Sunday, January 24, 2016

Kesatuan Ummat Islam,
Prioritas Amal Dakwah
1. Sebab-sebab terjadinya keragaman       
Keragaman dalam masyarakat Islam adalah lumrah. Beragam kepentingan politik dan ekonomi dapat menjadi penyebab keragaman. Begitupun perbedaan sudut pandang penghayatan nilai-nilai agama Islam bisa menjadi penyebabnya. Secara sosiologis dapat pula kita fahamkan betapa tiap-tiap nilai-nilai ajaran tidak selalu dapat ditangkap secara seimbang di antara komunitas-komunitas yang dihadapi Islam dalam penyebarannya.[1] Bahkan sejak semula Islam itu diajarkan kepada generasi pertama. Tidak kecil pula pengaruh modernisasi di dunia Islam dalam menyebabkan keragaman tersebut.
            Perbedaan dalam fiqih Islam dapat terjadi karena lafadz bahasa Arab yang kadang-kadang mengandung lebih dari satu makna. Ada juga yang disebabkan oleh periwayatan dan cara sampainya sebuah hadits kepada seorang mujtahid. Dapat pula disebabkan oleh banyak sedikitnya dalil syara’ yang digunakan dalam berijtihad. Atau karena adanya pertimbangan menjaga maslahat, keperluan dan adat kebiasaan yang senantiasa berkembang. Perbedaan pendapat juga dapat ditimbulkan oleh perbedaan cara pandang dan dasar pemikiran mujtahid dalam memahami nash atau teks syari’at untuk menyingkap rahasia-rahasianya guna menyimpulkan hukum-hukum syari’at.[2]
            Maka upaya-upaya untuk menyatukan kaum muslimin dalam satu warna pendapat adalah upaya yang sia-sia. Bahkan ia dapat menyebabkan perselisihan semakin meluas. Karena perbedaan pendapat dalam pemahaman hukum syari’at yang tidak asasiyah (yang pokok) merupakan suatu kemestian yang tidak dapat dihindari.[3]
2. Hikmah Keragaman dalam tubuh Ummat Islam
Di samping itu perbedaan di kalangan ummat adalah rahmat. Sebuah hadits sangat masyhur dikalangan ummat Islam, disebutkan oleh Imam as Suyuthi, sebagai berikut:
اخْتِلافُ أمَّتِي رَحْمَةٌ[4]
Artinya: Perbedaan di kalangan ummatku adalah rahmat.

◆ **KUMPULAN DATA**:
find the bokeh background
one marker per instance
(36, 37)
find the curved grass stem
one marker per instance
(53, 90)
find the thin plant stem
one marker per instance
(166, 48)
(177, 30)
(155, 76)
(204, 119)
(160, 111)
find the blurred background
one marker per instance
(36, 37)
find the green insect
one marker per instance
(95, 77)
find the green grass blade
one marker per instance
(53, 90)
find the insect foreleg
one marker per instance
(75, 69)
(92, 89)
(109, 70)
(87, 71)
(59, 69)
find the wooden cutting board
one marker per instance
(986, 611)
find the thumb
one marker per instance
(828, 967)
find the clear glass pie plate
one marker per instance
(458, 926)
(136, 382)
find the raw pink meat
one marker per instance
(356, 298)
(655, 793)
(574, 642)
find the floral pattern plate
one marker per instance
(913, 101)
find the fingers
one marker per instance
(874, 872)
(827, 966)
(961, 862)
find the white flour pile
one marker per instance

◆ **DAFTAR ARAHAN**:
1/ Menurut teks bacaan tentang keragaman umat Islam, ciri lafadz bahasa Arab apa yang dapat menimbulkan perbedaan dalam fiqih Islam?
2/ Lanjutkan teks bacaan tentang keragaman umat Islam setelah kalimat terakhirnya.

◆ **HASIL TUGAS**:
1/ Lafadz bahasa Arab kadang-kadang mengandung lebih dari satu makna.

2/
Hadits ini dho’if. Imam Suyuthi dalam komentarnya menulis, barangkali hadits ini muncul dalam beberapa kitab para pengahafal hadits yang tidak sampai kepada kita.[5] Namun demikian Dr Yusuf Qaradhawy menilai hadits ini memiliki makna yang shahih.[6] Menurut beliau hadits ini diperkuat maknanya dengan hadits lain yaitu,
عَنْ أَبِيْ ثَعْلَبَةَ الخُشَنِيِّ جُرثُومِ بنِ نَاشِرٍ رضي الله عنه عَن رَسُولِ اللهِ صلى الله عليه وسلم قَالَ: (إِنَّ اللهَ فَرَضَ فَرَائِضَ فَلا تُضَيِّعُوهَا، وَحَدَّ حُدُودَاً فَلا تَعْتَدُوهَا وَحَرَّمَ أَشْيَاءَ فَلا تَنْتَهِكُوهَا، وَسَكَتَ عَنْ أَشْيَاءَ رَحْمَةً لَكُمْ غَيْرَ نِسْيَانٍ فَلا تَبْحَثُوا عَنْهَا) حديث حسن رواه الدارقطني وغيره.[7]
Artinya Sesungguhnya Allah telah membuat ketentuan-ketentuan, maka janganlah kamu melanggarnya; telah mewajibkan sejumlah kewajiban maka janganlah kamu abaikan; telah banyak mengharamkan banyak hal maka janganlah kamu melanggarnya; telah mendiamkan banyak masalah sebagai rahmat bagi kamu maka janganlah kamu mencarinya. Hadits ini hasan diriwayatkan oleh ad Daruquthni dan yang lainnya.
            Syaikh Shalih al ‘Utsaymin menjelaskan maksudnya yang didiamkan adalah tidak dikatakan sesuatu atasnya, baik apakah ia wajib atau ia haram.[8] Sedangkan pada perkataannya “tidak lupa” yaitu bahwa Allah Azza wa Jalla tidaklah meninggalkan sesuatu perkara karena lupa,[9] sebagaimana firmanNya,
وما نتنزل إلا بأمر ربك له ما بين أيدينا وما خلفنا وما بين ذلك وما كان ربك نسيا
Dan tidaklah kami (Jibril) turun, kecuali dengan perintah Tuhanmu. Kepunyaan-Nya-lah apa-apa yang ada di hadapan kita, apa-apa yang ada di belakang kita dan apa-apa yang ada di antara keduanya, dan tidaklah Tuhanmu lupa.( QS Maryam 64).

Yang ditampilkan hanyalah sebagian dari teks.